:: Text section ::
HiSilicon’s Kirin 950 proved to be a breakout product for the Huawei subsidiary, ultimately finding a home in many of Huawei’s flagship phones, including the Mate 8, P9, P9 Plus, and Honor 8. Its big.LITTLE combination of four A72 and four A53 CPU cores manufactured on TSMC’s 16nm FF+ FinFET process delivered excellent performance and efficiency. Somewhat surprisingly, it turned out to be one of the best, if not the best, implementation of ARM’s IP we’ve seen.

Because of the 950’s success, we were eager to see what improvements the Kirin 960 could offer. In our review of the Huawei Mate 9, the first device to use the new SoC, we saw gains in most of our performance and battery life tests relative to the Mate 8 and its Kirin 950 SoC. Now it’s time to dive a little deeper and answer some of our remaining questions: How does IPC compare between the A73, A72, and other CPU cores? How is memory performance impacted by the A73’s microarchitecture changes? Does CPU efficiency improve? How much more power do the extra GPU cores consume?

HiSilicon High-End Kirin SoC Lineup
SoC Kirin 960 Kirin 955 Kirin 950
CPU 4x Cortex-A73 @
2.36GHz
4x Cortex-A53 @
1.84GHz
4x Cortex-A72 @
2.52GHz
4x Cortex-A53 @
1.81GHz
4x Cortex-A72 @
2.30GHz
4x Cortex-A53 @
1.81GHz
GPU ARM Mali-G71MP8
1037MHz
ARM Mali-T880MP4
900MHz
Memory 2x 32-bit LPDDR4 @ 1866MHz
29.9GB/s
2x 32-bit LPDDR3 @ 933MHz (14.9GB/s)
or 2x 32-bit LPDDR4 @ 1333MHz (21.3GB/s)
(hybrid controller)
Interconnect ARM CCI-550 ARM CCI-400
Storage UFS 2.1 eMMC 5.0
ISP/Camera Dual 14-bit ISP
(Improved)
Dual 14-bit ISP
940MP/s
Encode/Decode 2160p30 HEVC & H.264
Decode & Encode

2160p60 HEVC
Decode
1080p H.264
Decode & Encode

2160p30 HEVC
Decode
Integrated Modem Kirin 960 Integrated LTE
(Category 12/13)
DL = 600Mbps
4x20MHz CA, 64-QAM
UL = 150Mbps
2x20MHz CA, 64-QAM
Balong Integrated LTE
(Category 6)
DL = 300Mbps
2x20MHz CA, 64-QAM
UL = 50Mbps
1x20MHz CA, 16-QAM
Sensor Hub i6 i5
Mfc. Process TSMC 16nm FFC TSMC 16nm FF+

The Kirin 960 is the first SoC to use ARM’s latest A73 CPU cores, which seems fitting considering the Kirin 950 was the first to use ARM’s A72. Its CPU core frequencies see a negligible increase relative to the Kirin 950: 1.81GHz to 1.84GHz for the four A53s and 2.30GHz to 2.36GHz for the four A73s. Setting the peak operating point for the A73 cores lower than the 2.52GHz used by Kirin 955’s A72 cores, and lower still than the 2.8GHz that ARM targets for 16nm, is an interesting and deliberate choice by HiSilicon to limit the CPU’s power envelope, allowing the bigger GPU to take a larger chunk.

We’ve already discussed the A73’s microarchitecture in depth, so I’ll just summarize a few of the highlights. For starters, the A73 stems from the A17 and does not belong to the A15/A57/A72 Austin family tree. This means the differences between the A72 and A73 are more substantial than the small change in product numbering would suggest, particularly in the CPU’s front end.

The biggest difference is a reduction in decoder width, which is now 2-wide instead of 3-wide like the A72. This sounds like a downgrade on paper; however, there’s likely some workloads where the A72’s instruction fetch block fails to consistently saturate the decoder, so the actual performance impact of the A73’s narrower decode stage may not be that severe.

:: Provided data ::
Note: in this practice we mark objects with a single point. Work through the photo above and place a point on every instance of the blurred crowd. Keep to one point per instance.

:: Requirements ::
1) For the Kirin 960 article, answer yes or no to whether each statement agrees with the text, quoting the deciding words: (a) The Kirin 960's A73 cores have a higher peak frequency than the Kirin 955's A72 cores. (b) The A73 stems from the A17. (c) The A73's decoder is 2-wide.
2) Take the Kirin 960 article further, continuing after its final sentence.

:: Task-by-task answers ::
1)
(a) No: "Setting the peak operating point for the A73 cores lower than the 2.52GHz used by Kirin 955’s A72 cores"
(b) Yes: "the A73 stems from the A17 and does not belong to the A15/A57/A72 Austin family tree"
(c) Yes: "a reduction in decoder width, which is now 2-wide instead of 3-wide like the A72"

2)
In many cases, instruction dispatch throughput should actually improve relative to the A72. The A73’s shorter pipeline reduces front-end latency, including 1-2 fewer cycles for the decoder, which can decode most instructions in a single cycle, and 1 less cycle for the fetch stage. The L1 instruction cache doubles in size and is optimized for better throughput, and changes to the instruction fetch block reduce instruction bubbles. ARM also says the A73 includes a new, more accurate branch predictor, with a larger BTAC (Branch Target Address Cache) structure and a new 64-entry “micro-BTAC” for accelerating branch prediction.

There are several other changes to the front end too, not to mention further along the pipeline, but it should be obvious by now that the A73 is a very different beast than the A72, grown from a different design philosophy. While the Austin family (A72) targeted industrial and low-power server applications in addition to mobile, the A73 focuses specifically on mobile, where power and area become an even higher priority. ARM says the A73 consumes 20%-30% less power than the A72 (same process, same frequency) and is up to 25% smaller (same process, same performance targets).

When it comes to Kirin 960’s GPU, however, HiSilicon is clearly chasing performance instead of efficiency. With its previous SoCs, the Kirin 950/955 in particular, HiSilicon was criticized for using four-core Mali configurations while Samsung packed in eight or twelve Mali cores in its Exynos SoCs and Qualcomm squeezed more ALU resources into its Adreno GPUs. This was not entirely justified, though, because the Kirin 950’s Mali-T880MP4 GPU was capable of playing nearly any game available at acceptable frame rates and the performance difference between the Mate 8 (Kirin 950), Samsung Galaxy S7 edge (Snapdragon 820), and Galaxy S7 (Exynos 8890) after reaching thermal equilibrium is minimal.

Whether in response to this criticism or to enable future use cases such as VR/AR, HiSilicon has significantly increased the Kirin 960’s peak GPU performance. Not only is it the first to use ARM’s latest Mali-G71 GPU, but it doubles core count to eight and boosts the peak frequency to 1037MHz, 15% higher than the 950’s smaller GPU.

The Mali-G71 uses ARM’s new Bifrost microarchitecture, which moves from an SIMD ISA that relied on Instruction Level Parallelism (ILP) to a scalar ISA designed to take advantage of Thread Level Parallelism (TLP) like modern desktop GPU architectures from Nvidia and AMD. I’m not going to explain the difference in depth here, but basically this change allows better utilization of the shader cores, increasing throughput and performance. ARM’s previous Midgard microarchitecture needed to extract 4 instructions from a single thread and execute them concurrently to achieve full utilization of a single shader core, which is not easy to do consistently. In contrast, Bifrost can group 4 separate threads together on a shader core and execute a single instruction from each one, which is more inline with modern graphics and compute workloads.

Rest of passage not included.